Exercise directions >>
Copy the passage from the news item about the canceled Gergiev and Matsuev concerts, starting at "Conductor Valery Gergiev" and ending at "in C minor.".
───── Source
Putin partisans dropped from US dates

Updated

Conductor Valery Gergiev and pianist Denis Matsuev, both of whom have been vocal supporters of Russian President Vladimir Putin, will not perform with the Vienna Philharmonic this weekend at New York’s Carnegie Hall and next week in Florida.

Gergiev was to have conducted the orchestra on Feb. 25, 26 and 27 in New York, and on March 1 and 2 in Naples, FL. Matsuev had been scheduled to play in the both locations. Demonstrations were planned to protest their Carnegie Hall appearances.

Yannick Nézet-Séguin, music director of the Metropolitan Opera and Philadelphia Orchestra, will replace Gergiev in New York, conducting the previously announced programs, devoted mainly to Russian repertory. Seong-Jin Cho, the South Korean winner of the 2015 Chopin Competition, will replace Matsuev in the Feb. 25 Carnegie Hall concert, playing Rachmaninoff’s Piano Concerto No. 2 in C minor.

Replacements for the conductor and pianist have not been announced for the Florida dates, per Artis – Naples, the host venue.
──────────
───── Record extracts
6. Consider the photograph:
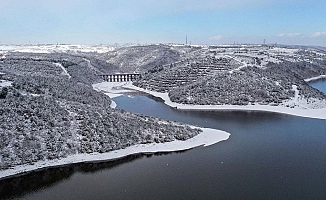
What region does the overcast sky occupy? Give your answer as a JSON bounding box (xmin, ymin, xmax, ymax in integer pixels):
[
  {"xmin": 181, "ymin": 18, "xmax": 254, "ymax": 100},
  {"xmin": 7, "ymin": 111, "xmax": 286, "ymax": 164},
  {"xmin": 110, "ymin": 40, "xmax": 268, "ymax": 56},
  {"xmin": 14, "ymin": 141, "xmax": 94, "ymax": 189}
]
[{"xmin": 0, "ymin": 0, "xmax": 326, "ymax": 46}]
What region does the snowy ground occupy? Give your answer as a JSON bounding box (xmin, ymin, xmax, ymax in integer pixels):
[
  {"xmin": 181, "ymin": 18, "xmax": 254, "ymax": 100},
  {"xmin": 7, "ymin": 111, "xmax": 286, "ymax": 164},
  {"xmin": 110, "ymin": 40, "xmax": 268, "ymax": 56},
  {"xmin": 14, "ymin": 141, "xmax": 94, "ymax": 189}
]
[
  {"xmin": 0, "ymin": 128, "xmax": 230, "ymax": 179},
  {"xmin": 0, "ymin": 44, "xmax": 115, "ymax": 53},
  {"xmin": 305, "ymin": 75, "xmax": 326, "ymax": 82},
  {"xmin": 93, "ymin": 82, "xmax": 326, "ymax": 119}
]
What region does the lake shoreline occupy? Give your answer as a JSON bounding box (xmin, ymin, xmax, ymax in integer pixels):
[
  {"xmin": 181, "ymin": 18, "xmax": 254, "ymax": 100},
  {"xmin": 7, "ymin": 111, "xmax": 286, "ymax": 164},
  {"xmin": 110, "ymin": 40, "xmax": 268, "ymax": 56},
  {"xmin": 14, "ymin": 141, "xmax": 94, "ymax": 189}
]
[
  {"xmin": 0, "ymin": 127, "xmax": 230, "ymax": 180},
  {"xmin": 93, "ymin": 80, "xmax": 326, "ymax": 119}
]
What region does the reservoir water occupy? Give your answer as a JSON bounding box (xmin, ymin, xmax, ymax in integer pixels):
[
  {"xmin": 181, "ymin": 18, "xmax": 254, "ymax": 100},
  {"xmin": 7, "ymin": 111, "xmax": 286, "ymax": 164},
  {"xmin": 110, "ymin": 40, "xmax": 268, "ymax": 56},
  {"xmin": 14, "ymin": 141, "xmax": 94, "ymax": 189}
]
[{"xmin": 0, "ymin": 80, "xmax": 326, "ymax": 199}]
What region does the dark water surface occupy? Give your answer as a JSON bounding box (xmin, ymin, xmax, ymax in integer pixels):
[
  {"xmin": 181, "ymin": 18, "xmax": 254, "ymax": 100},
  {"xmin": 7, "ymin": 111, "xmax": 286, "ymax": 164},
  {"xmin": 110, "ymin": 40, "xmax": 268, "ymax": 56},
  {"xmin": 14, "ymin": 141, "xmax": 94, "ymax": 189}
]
[{"xmin": 0, "ymin": 80, "xmax": 326, "ymax": 199}]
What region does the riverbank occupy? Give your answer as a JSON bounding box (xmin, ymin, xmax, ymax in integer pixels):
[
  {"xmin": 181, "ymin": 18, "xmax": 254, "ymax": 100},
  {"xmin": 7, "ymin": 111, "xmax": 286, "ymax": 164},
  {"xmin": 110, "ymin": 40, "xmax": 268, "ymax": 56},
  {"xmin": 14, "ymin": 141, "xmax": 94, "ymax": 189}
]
[
  {"xmin": 305, "ymin": 75, "xmax": 326, "ymax": 82},
  {"xmin": 93, "ymin": 82, "xmax": 326, "ymax": 119},
  {"xmin": 0, "ymin": 128, "xmax": 230, "ymax": 179}
]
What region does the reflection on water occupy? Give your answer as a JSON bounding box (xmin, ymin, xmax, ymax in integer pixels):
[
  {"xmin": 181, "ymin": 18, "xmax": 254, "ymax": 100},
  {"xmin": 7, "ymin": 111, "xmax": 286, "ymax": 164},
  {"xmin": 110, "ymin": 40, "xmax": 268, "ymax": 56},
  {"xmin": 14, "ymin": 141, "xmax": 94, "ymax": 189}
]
[
  {"xmin": 0, "ymin": 150, "xmax": 186, "ymax": 199},
  {"xmin": 0, "ymin": 80, "xmax": 326, "ymax": 200}
]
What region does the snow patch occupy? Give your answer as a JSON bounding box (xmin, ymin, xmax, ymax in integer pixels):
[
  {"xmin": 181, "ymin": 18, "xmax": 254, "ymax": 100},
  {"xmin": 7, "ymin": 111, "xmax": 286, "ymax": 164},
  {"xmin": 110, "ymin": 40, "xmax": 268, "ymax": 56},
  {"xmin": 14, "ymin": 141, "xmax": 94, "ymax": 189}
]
[
  {"xmin": 117, "ymin": 83, "xmax": 326, "ymax": 119},
  {"xmin": 0, "ymin": 80, "xmax": 13, "ymax": 87},
  {"xmin": 0, "ymin": 128, "xmax": 230, "ymax": 179},
  {"xmin": 53, "ymin": 63, "xmax": 71, "ymax": 79},
  {"xmin": 305, "ymin": 75, "xmax": 326, "ymax": 82}
]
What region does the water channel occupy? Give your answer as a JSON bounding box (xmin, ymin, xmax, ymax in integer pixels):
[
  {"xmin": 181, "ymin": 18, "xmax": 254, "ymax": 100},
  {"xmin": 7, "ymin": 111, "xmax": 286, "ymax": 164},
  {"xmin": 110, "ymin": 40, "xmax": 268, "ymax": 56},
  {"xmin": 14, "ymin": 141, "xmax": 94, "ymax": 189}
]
[{"xmin": 0, "ymin": 80, "xmax": 326, "ymax": 199}]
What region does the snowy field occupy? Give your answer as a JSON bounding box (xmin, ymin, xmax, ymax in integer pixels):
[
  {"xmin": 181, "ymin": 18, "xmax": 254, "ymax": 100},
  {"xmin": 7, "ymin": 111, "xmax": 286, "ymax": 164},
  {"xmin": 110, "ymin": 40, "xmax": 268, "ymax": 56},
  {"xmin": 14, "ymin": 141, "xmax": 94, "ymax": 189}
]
[
  {"xmin": 0, "ymin": 128, "xmax": 230, "ymax": 179},
  {"xmin": 0, "ymin": 44, "xmax": 115, "ymax": 53},
  {"xmin": 93, "ymin": 82, "xmax": 326, "ymax": 119}
]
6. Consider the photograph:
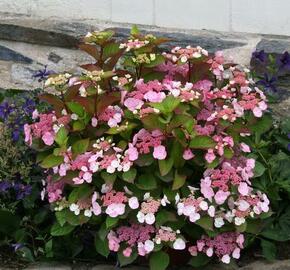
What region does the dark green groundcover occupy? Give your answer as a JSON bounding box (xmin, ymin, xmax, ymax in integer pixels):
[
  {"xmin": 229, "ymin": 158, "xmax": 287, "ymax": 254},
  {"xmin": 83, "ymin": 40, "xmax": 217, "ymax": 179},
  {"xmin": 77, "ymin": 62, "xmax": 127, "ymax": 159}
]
[{"xmin": 0, "ymin": 48, "xmax": 290, "ymax": 268}]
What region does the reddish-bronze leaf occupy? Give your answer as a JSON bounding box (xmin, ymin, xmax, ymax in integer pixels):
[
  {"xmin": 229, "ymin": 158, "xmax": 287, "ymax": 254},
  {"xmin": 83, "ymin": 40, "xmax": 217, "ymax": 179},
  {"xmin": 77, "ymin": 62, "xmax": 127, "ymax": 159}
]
[
  {"xmin": 79, "ymin": 44, "xmax": 100, "ymax": 60},
  {"xmin": 39, "ymin": 93, "xmax": 64, "ymax": 116}
]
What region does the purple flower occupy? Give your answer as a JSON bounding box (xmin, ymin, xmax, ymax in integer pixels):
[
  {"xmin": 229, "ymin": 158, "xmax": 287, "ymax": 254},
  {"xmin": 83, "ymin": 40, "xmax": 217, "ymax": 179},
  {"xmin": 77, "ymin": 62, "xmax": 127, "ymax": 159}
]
[
  {"xmin": 0, "ymin": 181, "xmax": 12, "ymax": 193},
  {"xmin": 278, "ymin": 52, "xmax": 290, "ymax": 70},
  {"xmin": 252, "ymin": 50, "xmax": 267, "ymax": 63},
  {"xmin": 13, "ymin": 183, "xmax": 32, "ymax": 200},
  {"xmin": 22, "ymin": 98, "xmax": 35, "ymax": 115},
  {"xmin": 33, "ymin": 66, "xmax": 54, "ymax": 82},
  {"xmin": 0, "ymin": 101, "xmax": 13, "ymax": 121},
  {"xmin": 257, "ymin": 73, "xmax": 277, "ymax": 92},
  {"xmin": 11, "ymin": 243, "xmax": 24, "ymax": 252}
]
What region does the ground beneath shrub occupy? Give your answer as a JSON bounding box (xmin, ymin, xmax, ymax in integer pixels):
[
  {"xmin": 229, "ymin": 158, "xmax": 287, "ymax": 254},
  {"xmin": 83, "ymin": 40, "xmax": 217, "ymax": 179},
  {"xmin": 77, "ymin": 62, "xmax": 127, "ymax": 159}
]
[
  {"xmin": 0, "ymin": 260, "xmax": 290, "ymax": 270},
  {"xmin": 0, "ymin": 242, "xmax": 290, "ymax": 270}
]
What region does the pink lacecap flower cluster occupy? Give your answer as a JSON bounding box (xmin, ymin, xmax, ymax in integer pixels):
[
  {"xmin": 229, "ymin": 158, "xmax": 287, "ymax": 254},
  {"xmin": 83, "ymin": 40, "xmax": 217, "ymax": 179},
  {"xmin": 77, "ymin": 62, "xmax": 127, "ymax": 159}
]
[
  {"xmin": 200, "ymin": 158, "xmax": 270, "ymax": 228},
  {"xmin": 107, "ymin": 224, "xmax": 186, "ymax": 257},
  {"xmin": 108, "ymin": 224, "xmax": 155, "ymax": 257},
  {"xmin": 24, "ymin": 42, "xmax": 269, "ymax": 263},
  {"xmin": 126, "ymin": 129, "xmax": 167, "ymax": 161},
  {"xmin": 53, "ymin": 139, "xmax": 132, "ymax": 185},
  {"xmin": 163, "ymin": 46, "xmax": 208, "ymax": 63},
  {"xmin": 41, "ymin": 175, "xmax": 64, "ymax": 203},
  {"xmin": 188, "ymin": 232, "xmax": 245, "ymax": 264},
  {"xmin": 24, "ymin": 112, "xmax": 70, "ymax": 146},
  {"xmin": 98, "ymin": 105, "xmax": 124, "ymax": 127}
]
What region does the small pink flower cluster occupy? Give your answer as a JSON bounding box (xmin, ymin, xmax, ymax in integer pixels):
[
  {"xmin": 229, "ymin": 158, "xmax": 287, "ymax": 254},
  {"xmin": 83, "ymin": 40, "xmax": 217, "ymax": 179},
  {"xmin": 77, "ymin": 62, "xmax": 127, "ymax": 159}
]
[
  {"xmin": 41, "ymin": 175, "xmax": 64, "ymax": 203},
  {"xmin": 107, "ymin": 224, "xmax": 155, "ymax": 257},
  {"xmin": 205, "ymin": 135, "xmax": 234, "ymax": 163},
  {"xmin": 53, "ymin": 138, "xmax": 132, "ymax": 185},
  {"xmin": 107, "ymin": 224, "xmax": 186, "ymax": 257},
  {"xmin": 119, "ymin": 39, "xmax": 150, "ymax": 52},
  {"xmin": 157, "ymin": 61, "xmax": 188, "ymax": 80},
  {"xmin": 98, "ymin": 105, "xmax": 124, "ymax": 127},
  {"xmin": 200, "ymin": 158, "xmax": 270, "ymax": 228},
  {"xmin": 126, "ymin": 128, "xmax": 167, "ymax": 161},
  {"xmin": 163, "ymin": 46, "xmax": 208, "ymax": 63},
  {"xmin": 188, "ymin": 232, "xmax": 245, "ymax": 264},
  {"xmin": 24, "ymin": 112, "xmax": 70, "ymax": 146}
]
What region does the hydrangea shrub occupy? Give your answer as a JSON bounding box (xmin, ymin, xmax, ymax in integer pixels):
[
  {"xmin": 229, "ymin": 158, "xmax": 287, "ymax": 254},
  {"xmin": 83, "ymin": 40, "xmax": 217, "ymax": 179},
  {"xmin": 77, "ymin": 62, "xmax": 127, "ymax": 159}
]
[{"xmin": 24, "ymin": 27, "xmax": 270, "ymax": 269}]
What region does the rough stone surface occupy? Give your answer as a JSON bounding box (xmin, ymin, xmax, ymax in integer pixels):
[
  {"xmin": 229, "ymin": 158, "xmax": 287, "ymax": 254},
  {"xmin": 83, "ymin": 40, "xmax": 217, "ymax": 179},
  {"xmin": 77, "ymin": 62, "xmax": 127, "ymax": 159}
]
[
  {"xmin": 0, "ymin": 46, "xmax": 32, "ymax": 64},
  {"xmin": 0, "ymin": 16, "xmax": 260, "ymax": 89},
  {"xmin": 0, "ymin": 16, "xmax": 290, "ymax": 115}
]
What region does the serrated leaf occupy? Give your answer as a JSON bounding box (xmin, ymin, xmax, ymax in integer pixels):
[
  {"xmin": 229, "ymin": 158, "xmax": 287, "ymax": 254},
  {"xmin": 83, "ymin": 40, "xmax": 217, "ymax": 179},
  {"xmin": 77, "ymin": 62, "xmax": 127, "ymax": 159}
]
[
  {"xmin": 150, "ymin": 96, "xmax": 180, "ymax": 114},
  {"xmin": 106, "ymin": 216, "xmax": 119, "ymax": 229},
  {"xmin": 149, "ymin": 250, "xmax": 170, "ymax": 270},
  {"xmin": 254, "ymin": 161, "xmax": 266, "ymax": 177},
  {"xmin": 50, "ymin": 223, "xmax": 75, "ymax": 236},
  {"xmin": 103, "ymin": 42, "xmax": 120, "ymax": 60},
  {"xmin": 68, "ymin": 184, "xmax": 92, "ymax": 203},
  {"xmin": 118, "ymin": 251, "xmax": 138, "ymax": 267},
  {"xmin": 66, "ymin": 101, "xmax": 85, "ymax": 116},
  {"xmin": 40, "ymin": 154, "xmax": 64, "ymax": 169},
  {"xmin": 95, "ymin": 235, "xmax": 110, "ymax": 258},
  {"xmin": 189, "ymin": 136, "xmax": 216, "ymax": 149},
  {"xmin": 54, "ymin": 126, "xmax": 68, "ymax": 146}
]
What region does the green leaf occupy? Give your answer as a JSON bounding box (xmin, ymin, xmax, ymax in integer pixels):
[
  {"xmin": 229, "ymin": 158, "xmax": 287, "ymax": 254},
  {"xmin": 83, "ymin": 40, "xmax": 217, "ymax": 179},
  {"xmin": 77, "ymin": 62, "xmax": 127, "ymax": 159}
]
[
  {"xmin": 73, "ymin": 120, "xmax": 86, "ymax": 131},
  {"xmin": 17, "ymin": 247, "xmax": 34, "ymax": 262},
  {"xmin": 66, "ymin": 102, "xmax": 85, "ymax": 116},
  {"xmin": 261, "ymin": 239, "xmax": 277, "ymax": 261},
  {"xmin": 122, "ymin": 168, "xmax": 137, "ymax": 183},
  {"xmin": 150, "ymin": 96, "xmax": 180, "ymax": 114},
  {"xmin": 158, "ymin": 157, "xmax": 174, "ymax": 176},
  {"xmin": 189, "ymin": 136, "xmax": 216, "ymax": 149},
  {"xmin": 141, "ymin": 114, "xmax": 166, "ymax": 130},
  {"xmin": 101, "ymin": 171, "xmax": 117, "ymax": 184},
  {"xmin": 156, "ymin": 210, "xmax": 177, "ymax": 226},
  {"xmin": 136, "ymin": 174, "xmax": 157, "ymax": 190},
  {"xmin": 54, "ymin": 126, "xmax": 68, "ymax": 146},
  {"xmin": 40, "ymin": 154, "xmax": 64, "ymax": 169},
  {"xmin": 95, "ymin": 235, "xmax": 110, "ymax": 258},
  {"xmin": 72, "ymin": 138, "xmax": 90, "ymax": 155},
  {"xmin": 50, "ymin": 223, "xmax": 75, "ymax": 236},
  {"xmin": 44, "ymin": 239, "xmax": 53, "ymax": 258},
  {"xmin": 106, "ymin": 216, "xmax": 119, "ymax": 229},
  {"xmin": 0, "ymin": 210, "xmax": 20, "ymax": 235},
  {"xmin": 103, "ymin": 42, "xmax": 120, "ymax": 60},
  {"xmin": 249, "ymin": 114, "xmax": 273, "ymax": 135},
  {"xmin": 68, "ymin": 184, "xmax": 92, "ymax": 203},
  {"xmin": 172, "ymin": 171, "xmax": 186, "ymax": 190},
  {"xmin": 224, "ymin": 147, "xmax": 234, "ymax": 159},
  {"xmin": 254, "ymin": 161, "xmax": 266, "ymax": 177},
  {"xmin": 118, "ymin": 251, "xmax": 138, "ymax": 267},
  {"xmin": 149, "ymin": 250, "xmax": 170, "ymax": 270},
  {"xmin": 195, "ymin": 216, "xmax": 214, "ymax": 231},
  {"xmin": 144, "ymin": 54, "xmax": 165, "ymax": 68}
]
──────────
Output of the task >>
Conductor Valery Gergiev and pianist Denis Matsuev, both of whom have been vocal supporters of Russian President Vladimir Putin, will not perform with the Vienna Philharmonic this weekend at New York’s Carnegie Hall and next week in Florida.

Gergiev was to have conducted the orchestra on Feb. 25, 26 and 27 in New York, and on March 1 and 2 in Naples, FL. Matsuev had been scheduled to play in the both locations. Demonstrations were planned to protest their Carnegie Hall appearances.

Yannick Nézet-Séguin, music director of the Metropolitan Opera and Philadelphia Orchestra, will replace Gergiev in New York, conducting the previously announced programs, devoted mainly to Russian repertory. Seong-Jin Cho, the South Korean winner of the 2015 Chopin Competition, will replace Matsuev in the Feb. 25 Carnegie Hall concert, playing Rachmaninoff’s Piano Concerto No. 2 in C minor.